- Data in this exercise -
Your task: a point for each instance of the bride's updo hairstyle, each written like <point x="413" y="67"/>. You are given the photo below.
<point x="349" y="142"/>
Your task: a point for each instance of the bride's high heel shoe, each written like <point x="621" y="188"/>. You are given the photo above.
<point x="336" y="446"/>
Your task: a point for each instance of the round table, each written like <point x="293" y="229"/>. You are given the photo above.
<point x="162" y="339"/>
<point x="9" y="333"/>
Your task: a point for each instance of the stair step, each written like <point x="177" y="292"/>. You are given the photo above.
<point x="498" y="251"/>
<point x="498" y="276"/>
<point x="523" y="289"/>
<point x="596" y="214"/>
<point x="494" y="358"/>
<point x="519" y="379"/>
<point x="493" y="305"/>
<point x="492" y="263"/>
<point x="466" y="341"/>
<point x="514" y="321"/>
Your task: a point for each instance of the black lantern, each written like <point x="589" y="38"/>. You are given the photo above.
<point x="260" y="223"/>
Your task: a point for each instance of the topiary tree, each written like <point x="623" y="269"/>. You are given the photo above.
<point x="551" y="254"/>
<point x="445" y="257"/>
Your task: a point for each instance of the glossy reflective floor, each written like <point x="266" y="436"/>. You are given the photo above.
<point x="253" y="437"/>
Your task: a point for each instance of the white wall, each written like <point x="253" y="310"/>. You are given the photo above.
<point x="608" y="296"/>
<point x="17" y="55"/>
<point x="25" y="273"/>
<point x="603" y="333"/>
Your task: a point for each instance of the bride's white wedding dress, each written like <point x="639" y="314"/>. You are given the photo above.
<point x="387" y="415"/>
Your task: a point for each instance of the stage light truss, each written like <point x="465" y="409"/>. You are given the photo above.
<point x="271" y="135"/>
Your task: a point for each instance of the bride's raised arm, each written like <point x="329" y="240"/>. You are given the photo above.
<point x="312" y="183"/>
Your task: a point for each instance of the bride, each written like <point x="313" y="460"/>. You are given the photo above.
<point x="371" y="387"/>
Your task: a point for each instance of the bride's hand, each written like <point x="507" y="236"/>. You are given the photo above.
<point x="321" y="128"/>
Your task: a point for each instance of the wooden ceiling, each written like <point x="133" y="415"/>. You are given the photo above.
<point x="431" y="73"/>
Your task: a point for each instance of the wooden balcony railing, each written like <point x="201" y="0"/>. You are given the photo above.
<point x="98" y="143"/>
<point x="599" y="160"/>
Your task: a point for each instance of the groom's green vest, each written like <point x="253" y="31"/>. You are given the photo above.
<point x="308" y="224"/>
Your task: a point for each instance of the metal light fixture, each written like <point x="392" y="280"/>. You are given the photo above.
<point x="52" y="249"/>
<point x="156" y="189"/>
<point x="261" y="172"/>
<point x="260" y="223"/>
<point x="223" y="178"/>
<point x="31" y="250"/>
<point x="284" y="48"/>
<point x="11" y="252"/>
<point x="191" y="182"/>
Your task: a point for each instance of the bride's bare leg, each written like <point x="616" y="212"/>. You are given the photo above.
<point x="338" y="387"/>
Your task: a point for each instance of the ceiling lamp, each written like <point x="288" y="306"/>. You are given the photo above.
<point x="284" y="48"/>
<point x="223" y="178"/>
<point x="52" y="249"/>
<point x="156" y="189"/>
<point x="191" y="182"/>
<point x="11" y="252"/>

- How to complete this task -
This exercise needs each record retyped exactly as shown.

- Solved problem -
Your task: a point for each instance of the bride's updo hairstyle, each written like <point x="413" y="67"/>. You are given the photo below.
<point x="349" y="142"/>
Your task: a point for each instance of the bride's high heel shoe, each written like <point x="621" y="188"/>. You are given the photo above.
<point x="336" y="446"/>
Your task: a point for each instance of the round table, each written like <point x="293" y="229"/>. You are given the photo above.
<point x="162" y="339"/>
<point x="9" y="333"/>
Your task: a point for each instance of the stair step, each written like <point x="177" y="292"/>. You are given the photo above.
<point x="498" y="251"/>
<point x="498" y="276"/>
<point x="523" y="289"/>
<point x="596" y="214"/>
<point x="494" y="358"/>
<point x="519" y="379"/>
<point x="493" y="305"/>
<point x="492" y="263"/>
<point x="466" y="341"/>
<point x="514" y="321"/>
Your task: a point for each instance of the black lantern, each written like <point x="589" y="38"/>. You are given the photo above.
<point x="260" y="223"/>
Your task: a point for each instance of the topiary tree, each written like <point x="623" y="269"/>. You are given the photo above.
<point x="551" y="254"/>
<point x="445" y="257"/>
Your task: a point for each instance of the glossy reflective floor, each written like <point x="266" y="436"/>. You are given the photo above.
<point x="253" y="437"/>
Your task: a point for each instance of the white wall, each written like <point x="253" y="310"/>. You are given the photo above.
<point x="608" y="296"/>
<point x="17" y="55"/>
<point x="25" y="273"/>
<point x="603" y="333"/>
Your task: a point for each instance of the bride's white wedding dress, each written like <point x="639" y="314"/>. You are given the photo above.
<point x="387" y="415"/>
Your task: a point for each instance of the stage light truss, each written like <point x="465" y="409"/>. You are given the photo above.
<point x="271" y="135"/>
Your task: a point for each instance of the bride's raised arm, each written like <point x="329" y="240"/>. You are given the photo above.
<point x="312" y="183"/>
Your task: a point for each instance of the bride, each written like <point x="313" y="460"/>. You are given the photo above.
<point x="371" y="387"/>
Your task: a point for each instance of the bride's hand, each written like <point x="507" y="236"/>. You are given the photo above.
<point x="321" y="128"/>
Your task: a point for each instance of the wooden ceiling, each written like <point x="133" y="415"/>. You are given the photo above.
<point x="431" y="73"/>
Your task: a point for each instance of the wooden balcony railing, each written like <point x="201" y="0"/>. You are given the photo above.
<point x="98" y="143"/>
<point x="599" y="160"/>
Your task: a point for each instance of the groom's green vest, each written like <point x="253" y="31"/>. You are given the photo above.
<point x="308" y="224"/>
Your task: a point for each instance of the metal light fixture, each written like <point x="392" y="280"/>. You are given the photo above.
<point x="52" y="249"/>
<point x="156" y="189"/>
<point x="261" y="172"/>
<point x="260" y="223"/>
<point x="223" y="178"/>
<point x="31" y="250"/>
<point x="284" y="48"/>
<point x="11" y="252"/>
<point x="191" y="182"/>
Your task: a point for each instance of the bride's bare leg, each written like <point x="616" y="212"/>. You are given the photo above.
<point x="338" y="387"/>
Your task: a point for each instance of the ceiling lamp, each written like <point x="288" y="306"/>. You are given the photo above.
<point x="284" y="48"/>
<point x="223" y="178"/>
<point x="52" y="249"/>
<point x="156" y="189"/>
<point x="191" y="182"/>
<point x="11" y="252"/>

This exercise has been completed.